*Task to complete*
Copy the records from the start through the line with "positive clicks: (336, 131)", replacing "clicks" with "taps" and keeping everything else the same.

***

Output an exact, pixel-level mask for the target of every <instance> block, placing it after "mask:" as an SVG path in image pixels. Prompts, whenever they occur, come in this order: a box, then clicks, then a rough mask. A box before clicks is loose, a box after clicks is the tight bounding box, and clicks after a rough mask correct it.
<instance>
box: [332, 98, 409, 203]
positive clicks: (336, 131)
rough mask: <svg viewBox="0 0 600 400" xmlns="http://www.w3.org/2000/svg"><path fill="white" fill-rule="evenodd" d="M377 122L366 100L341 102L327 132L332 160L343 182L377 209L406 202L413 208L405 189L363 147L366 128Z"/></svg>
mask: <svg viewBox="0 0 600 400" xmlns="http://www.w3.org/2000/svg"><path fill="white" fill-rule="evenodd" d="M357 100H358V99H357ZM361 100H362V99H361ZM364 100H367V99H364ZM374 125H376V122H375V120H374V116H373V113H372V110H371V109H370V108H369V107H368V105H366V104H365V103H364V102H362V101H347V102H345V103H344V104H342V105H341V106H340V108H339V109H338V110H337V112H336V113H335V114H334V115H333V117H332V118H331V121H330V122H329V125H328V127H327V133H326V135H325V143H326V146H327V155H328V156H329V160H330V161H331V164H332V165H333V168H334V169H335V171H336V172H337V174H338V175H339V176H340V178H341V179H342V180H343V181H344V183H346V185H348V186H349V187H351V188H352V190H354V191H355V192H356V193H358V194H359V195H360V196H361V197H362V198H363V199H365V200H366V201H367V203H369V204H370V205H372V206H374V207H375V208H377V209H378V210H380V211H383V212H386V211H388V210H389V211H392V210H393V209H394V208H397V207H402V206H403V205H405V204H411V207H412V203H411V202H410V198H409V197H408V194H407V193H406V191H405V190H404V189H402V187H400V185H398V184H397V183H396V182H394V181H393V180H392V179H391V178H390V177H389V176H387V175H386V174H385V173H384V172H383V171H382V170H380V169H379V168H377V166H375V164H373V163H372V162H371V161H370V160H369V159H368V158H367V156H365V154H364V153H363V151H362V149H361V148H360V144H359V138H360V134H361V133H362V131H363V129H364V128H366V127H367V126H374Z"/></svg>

***

*Task answer*
Output an exact, pixel-level mask for the target of every <instance> block, placing it after "mask:" as an SVG path in image pixels. Prompts, whenever they occur, come in this order: a box, then taps, then a rough mask. A box before taps is loose, a box after taps is the tight bounding box, and taps after a rough mask correct it.
<instance>
box: [332, 98, 409, 203]
positive taps: (336, 131)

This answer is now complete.